-- YOUR TASK --
Rewrite the items below as a Markdown table with two columns, Row for the row number and Line for the text of each line. Skip blank lines and leave the pictures out.

-- DATA FOR THE TASK --
########################################

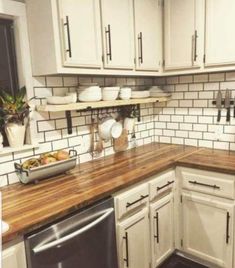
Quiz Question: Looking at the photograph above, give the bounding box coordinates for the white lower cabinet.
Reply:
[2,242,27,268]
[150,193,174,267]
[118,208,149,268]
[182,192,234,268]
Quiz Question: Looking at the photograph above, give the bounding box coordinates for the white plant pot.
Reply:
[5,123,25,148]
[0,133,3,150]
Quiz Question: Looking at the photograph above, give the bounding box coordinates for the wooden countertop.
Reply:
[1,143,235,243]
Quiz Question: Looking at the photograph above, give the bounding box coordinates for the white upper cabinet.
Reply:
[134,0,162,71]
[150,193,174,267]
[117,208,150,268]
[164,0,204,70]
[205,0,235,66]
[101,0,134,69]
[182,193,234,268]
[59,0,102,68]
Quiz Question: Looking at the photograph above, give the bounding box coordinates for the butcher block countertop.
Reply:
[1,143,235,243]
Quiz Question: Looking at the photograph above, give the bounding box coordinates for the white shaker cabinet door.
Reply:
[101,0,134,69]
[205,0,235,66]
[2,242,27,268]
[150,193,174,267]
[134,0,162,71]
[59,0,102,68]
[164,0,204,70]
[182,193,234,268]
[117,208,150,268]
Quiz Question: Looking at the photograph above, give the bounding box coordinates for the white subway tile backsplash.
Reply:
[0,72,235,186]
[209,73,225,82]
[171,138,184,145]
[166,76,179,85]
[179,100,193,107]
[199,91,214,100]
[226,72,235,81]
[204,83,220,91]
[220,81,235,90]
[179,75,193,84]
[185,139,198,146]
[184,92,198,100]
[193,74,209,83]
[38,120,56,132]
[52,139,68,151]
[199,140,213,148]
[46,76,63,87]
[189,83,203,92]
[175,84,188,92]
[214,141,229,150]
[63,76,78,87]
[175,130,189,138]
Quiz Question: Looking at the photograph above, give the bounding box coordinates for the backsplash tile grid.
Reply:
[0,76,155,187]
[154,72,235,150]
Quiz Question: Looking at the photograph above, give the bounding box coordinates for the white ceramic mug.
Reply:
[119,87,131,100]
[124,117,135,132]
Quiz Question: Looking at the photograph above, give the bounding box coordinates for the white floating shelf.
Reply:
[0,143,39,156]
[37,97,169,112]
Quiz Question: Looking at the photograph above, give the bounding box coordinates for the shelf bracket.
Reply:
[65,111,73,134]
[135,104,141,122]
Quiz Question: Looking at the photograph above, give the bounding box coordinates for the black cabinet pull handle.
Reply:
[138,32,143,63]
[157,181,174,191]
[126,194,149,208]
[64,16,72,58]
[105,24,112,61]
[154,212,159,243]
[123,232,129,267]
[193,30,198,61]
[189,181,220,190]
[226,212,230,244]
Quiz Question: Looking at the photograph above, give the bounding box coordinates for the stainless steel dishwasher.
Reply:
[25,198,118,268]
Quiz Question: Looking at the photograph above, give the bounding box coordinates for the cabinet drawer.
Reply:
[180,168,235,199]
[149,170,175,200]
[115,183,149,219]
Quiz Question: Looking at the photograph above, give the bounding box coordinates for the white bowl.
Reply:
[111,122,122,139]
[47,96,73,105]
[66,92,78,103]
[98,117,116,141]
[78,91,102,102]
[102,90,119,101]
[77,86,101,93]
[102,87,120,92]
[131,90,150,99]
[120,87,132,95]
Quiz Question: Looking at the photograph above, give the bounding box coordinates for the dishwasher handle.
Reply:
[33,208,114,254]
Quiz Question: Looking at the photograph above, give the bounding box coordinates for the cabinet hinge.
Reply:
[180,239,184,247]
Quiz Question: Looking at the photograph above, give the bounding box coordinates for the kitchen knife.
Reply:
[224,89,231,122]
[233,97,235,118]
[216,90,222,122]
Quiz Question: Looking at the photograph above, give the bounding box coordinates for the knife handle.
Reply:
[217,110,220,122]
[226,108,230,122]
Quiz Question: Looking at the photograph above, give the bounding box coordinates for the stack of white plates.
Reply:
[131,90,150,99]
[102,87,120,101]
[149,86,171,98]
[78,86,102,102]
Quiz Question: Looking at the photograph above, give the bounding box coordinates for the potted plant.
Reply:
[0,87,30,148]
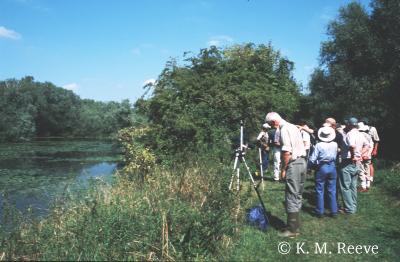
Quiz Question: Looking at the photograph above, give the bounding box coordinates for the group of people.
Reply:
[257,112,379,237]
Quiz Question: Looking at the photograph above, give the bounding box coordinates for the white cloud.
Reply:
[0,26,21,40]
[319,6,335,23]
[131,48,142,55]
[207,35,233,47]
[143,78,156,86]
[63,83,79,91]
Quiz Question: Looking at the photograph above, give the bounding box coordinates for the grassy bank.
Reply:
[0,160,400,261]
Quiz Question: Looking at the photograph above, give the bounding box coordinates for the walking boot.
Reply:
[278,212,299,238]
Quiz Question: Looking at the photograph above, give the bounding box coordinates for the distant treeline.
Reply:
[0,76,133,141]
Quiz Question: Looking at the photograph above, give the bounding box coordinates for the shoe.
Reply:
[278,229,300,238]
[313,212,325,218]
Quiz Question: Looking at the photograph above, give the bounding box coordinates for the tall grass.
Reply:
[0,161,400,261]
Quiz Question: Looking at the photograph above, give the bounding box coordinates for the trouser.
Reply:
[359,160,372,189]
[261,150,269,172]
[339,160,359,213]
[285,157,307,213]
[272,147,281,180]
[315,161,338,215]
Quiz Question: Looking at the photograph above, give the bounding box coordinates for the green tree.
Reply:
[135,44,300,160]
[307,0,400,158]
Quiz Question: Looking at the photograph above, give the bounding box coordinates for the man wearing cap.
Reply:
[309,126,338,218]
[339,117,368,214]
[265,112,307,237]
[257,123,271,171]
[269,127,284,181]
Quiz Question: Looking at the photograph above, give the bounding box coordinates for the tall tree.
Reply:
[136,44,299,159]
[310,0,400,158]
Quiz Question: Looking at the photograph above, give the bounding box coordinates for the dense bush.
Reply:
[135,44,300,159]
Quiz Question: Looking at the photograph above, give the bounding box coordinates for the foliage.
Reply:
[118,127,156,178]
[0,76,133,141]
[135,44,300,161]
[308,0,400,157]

########################################

-- SOLUTION BELOW --
| Row | Line |
|---|---|
| 1 | Quiz Question: Looking at the photograph above, give the bounding box coordinates for the white lower cabinet. |
| 2 | Reply: |
| 3 | [2,242,27,268] |
| 4 | [150,193,174,267] |
| 5 | [118,208,149,268] |
| 6 | [182,192,234,268] |
| 7 | Quiz Question: Looking at the photograph above, give the bounding box coordinates for the white plant pot. |
| 8 | Reply: |
| 9 | [5,123,25,148] |
| 10 | [0,133,3,150] |
| 11 | Quiz Question: Looking at the photograph above, give the bounding box coordinates for the wooden countertop. |
| 12 | Reply: |
| 13 | [1,143,235,243] |
| 14 | Quiz Question: Looking at the photograph above, give the bounding box coordinates for the white upper cabinet. |
| 15 | Reply: |
| 16 | [134,0,162,71] |
| 17 | [150,193,174,267] |
| 18 | [117,208,150,268] |
| 19 | [164,0,204,70] |
| 20 | [205,0,235,66] |
| 21 | [101,0,134,69] |
| 22 | [182,193,234,268] |
| 23 | [59,0,102,68] |
| 24 | Quiz Question: Looking at the photograph above, give the bounding box coordinates for the butcher block countertop. |
| 25 | Reply: |
| 26 | [1,143,235,243] |
| 27 | Quiz Question: Looking at the photograph above, give the bounding box coordinates for the white shaker cabinet door. |
| 28 | Reply: |
| 29 | [101,0,134,69] |
| 30 | [205,0,235,66] |
| 31 | [2,242,27,268] |
| 32 | [150,193,174,267] |
| 33 | [134,0,162,71] |
| 34 | [59,0,102,68] |
| 35 | [164,0,204,70] |
| 36 | [182,193,234,268] |
| 37 | [117,208,150,268] |
| 38 | Quiz Question: Looking at the photograph above, give the bounding box coordinates for the white subway tile backsplash. |
| 39 | Reply: |
| 40 | [0,72,235,186] |
| 41 | [209,73,225,82] |
| 42 | [171,138,184,145] |
| 43 | [166,76,179,85] |
| 44 | [179,100,193,107] |
| 45 | [199,91,214,100] |
| 46 | [226,72,235,81] |
| 47 | [204,83,220,91] |
| 48 | [220,81,235,90] |
| 49 | [179,75,193,84] |
| 50 | [185,139,198,146] |
| 51 | [184,92,198,100] |
| 52 | [193,74,209,83] |
| 53 | [38,120,56,132] |
| 54 | [52,139,68,151] |
| 55 | [199,140,213,148] |
| 56 | [46,76,63,87] |
| 57 | [189,83,203,92] |
| 58 | [175,84,188,92] |
| 59 | [214,141,229,150] |
| 60 | [63,76,78,87] |
| 61 | [175,130,189,138] |
| 62 | Quiz Question: Looking at the photograph above, give the bounding box coordinates for the backsplash tile grid. |
| 63 | Reply: |
| 64 | [0,76,155,187] |
| 65 | [154,72,235,150] |
| 66 | Quiz Question: Looking at the photograph above, give the bounding box coordinates for the white ceramic mug. |
| 67 | Reply: |
| 68 | [119,87,131,100] |
| 69 | [124,117,135,132] |
| 70 | Quiz Question: Looking at the photograph above, give the bounding box coordinates for the white floating shelf. |
| 71 | Reply: |
| 72 | [0,143,39,156] |
| 73 | [37,97,169,112] |
| 74 | Quiz Question: Looking at the photograph above, give the bounding box coordinates for the shelf bracket. |
| 75 | Reply: |
| 76 | [65,111,73,134] |
| 77 | [135,104,141,122] |
| 78 | Quiz Question: Looking at the photograph above, give the bounding box coordinates for the black cabinet pull handle. |
| 79 | Reply: |
| 80 | [138,32,143,63] |
| 81 | [157,181,174,191] |
| 82 | [126,194,149,208] |
| 83 | [64,16,72,58] |
| 84 | [105,24,112,61] |
| 85 | [154,212,159,243] |
| 86 | [123,232,129,267] |
| 87 | [193,30,198,61] |
| 88 | [189,181,220,190] |
| 89 | [226,212,230,244] |
| 90 | Quiz Question: Looking at the photograph above, give the bounding box coordinates for the stainless steel dishwasher. |
| 91 | Reply: |
| 92 | [25,198,118,268] |
| 93 | Quiz Question: Looking at the photograph above, give the bounding box coordinates for the cabinet drawer. |
| 94 | Reply: |
| 95 | [180,168,235,199] |
| 96 | [149,170,175,200] |
| 97 | [115,183,149,219] |
| 98 | Quiz Question: Looking at the photograph above, give the bounding box coordinates for the white bowl. |
| 99 | Reply: |
| 100 | [111,122,122,139] |
| 101 | [47,96,73,105] |
| 102 | [66,92,78,103] |
| 103 | [98,117,116,141] |
| 104 | [78,91,102,102] |
| 105 | [102,90,119,101] |
| 106 | [77,86,101,93] |
| 107 | [102,87,120,92] |
| 108 | [131,90,150,99] |
| 109 | [120,87,132,95] |
| 110 | Quiz Question: Looking at the photograph above, give the bounding box coordinates for the dishwasher handle. |
| 111 | Reply: |
| 112 | [33,208,114,254] |
| 113 | Quiz Question: Looking at the photograph above, give the bounding box coordinates for the cabinet hinge. |
| 114 | Reply: |
| 115 | [180,239,184,247] |
| 116 | Quiz Question: Looking at the photograph above, give the bounding box coordinates for the kitchen knife. |
| 117 | Reply: |
| 118 | [224,89,231,122] |
| 119 | [233,97,235,118] |
| 120 | [216,90,222,122] |
| 121 | Quiz Question: Looking at the photograph above, give the bounding box coordinates for the knife handle. |
| 122 | Reply: |
| 123 | [217,110,220,122] |
| 124 | [226,108,230,122] |
| 125 | Quiz Question: Looking at the photograph above, give the bounding box coordinates for the stack of white plates. |
| 126 | Reply: |
| 127 | [131,90,150,99] |
| 128 | [102,87,120,101] |
| 129 | [149,86,171,98] |
| 130 | [78,86,102,102] |
| 131 | Quiz Question: Looking at the photograph above, give the bounding box coordinates for the potted plant. |
| 132 | Reply: |
| 133 | [0,87,30,148] |
| 134 | Quiz Question: Looking at the photograph above, give the bounding box coordinates for the group of people. |
| 135 | Reply: |
| 136 | [257,112,379,237] |
| 137 | Quiz Question: Looking at the photograph above, give the bounding box coordinates for the white cloud. |
| 138 | Reply: |
| 139 | [0,26,21,40] |
| 140 | [319,6,335,23] |
| 141 | [131,48,142,55] |
| 142 | [207,35,233,47] |
| 143 | [143,78,156,86] |
| 144 | [63,83,79,91] |
| 145 | Quiz Question: Looking at the photograph above, give the bounding box coordinates for the grassy bank. |
| 146 | Reply: |
| 147 | [0,160,400,261] |
| 148 | Quiz Question: Looking at the photograph above, give the bounding box coordinates for the walking boot. |
| 149 | Reply: |
| 150 | [278,212,299,238] |
| 151 | Quiz Question: Looking at the photograph above, give the bounding box coordinates for the distant treeline. |
| 152 | Reply: |
| 153 | [0,76,133,141] |
| 154 | Quiz Question: Looking at the photograph above, give the bounding box coordinates for the shoe. |
| 155 | Reply: |
| 156 | [278,229,300,238] |
| 157 | [313,212,325,218] |
| 158 | Quiz Question: Looking at the photograph above, give the bounding box coordinates for the tall grass. |
| 159 | Reply: |
| 160 | [0,161,400,261] |
| 161 | Quiz Question: Looking at the photograph above, give the bounding box coordinates for the trouser. |
| 162 | Reply: |
| 163 | [359,160,372,189] |
| 164 | [261,150,269,172] |
| 165 | [339,160,359,213] |
| 166 | [285,157,307,213] |
| 167 | [272,147,281,180] |
| 168 | [315,161,338,215] |
| 169 | Quiz Question: Looking at the photograph above, give the bounding box coordinates for the green tree. |
| 170 | Reply: |
| 171 | [135,44,300,160] |
| 172 | [307,0,400,158] |
| 173 | Quiz Question: Looking at the photograph above, give the bounding box coordinates for the man wearing cap. |
| 174 | Reply: |
| 175 | [309,126,338,218] |
| 176 | [339,117,368,214] |
| 177 | [265,112,307,237] |
| 178 | [257,123,271,171] |
| 179 | [269,127,284,181] |
| 180 | Quiz Question: Looking at the photograph above, give the bounding box coordinates for the tall tree. |
| 181 | Reply: |
| 182 | [136,44,299,159] |
| 183 | [310,0,400,158] |
| 184 | Quiz Question: Looking at the photograph above, give the bounding box coordinates for the dense bush. |
| 185 | Reply: |
| 186 | [135,44,300,159] |
| 187 | Quiz Question: Looking at the photograph above, give the bounding box coordinates for the foliage. |
| 188 | Reply: |
| 189 | [118,127,156,178] |
| 190 | [0,76,133,141] |
| 191 | [135,44,300,161] |
| 192 | [308,0,400,157] |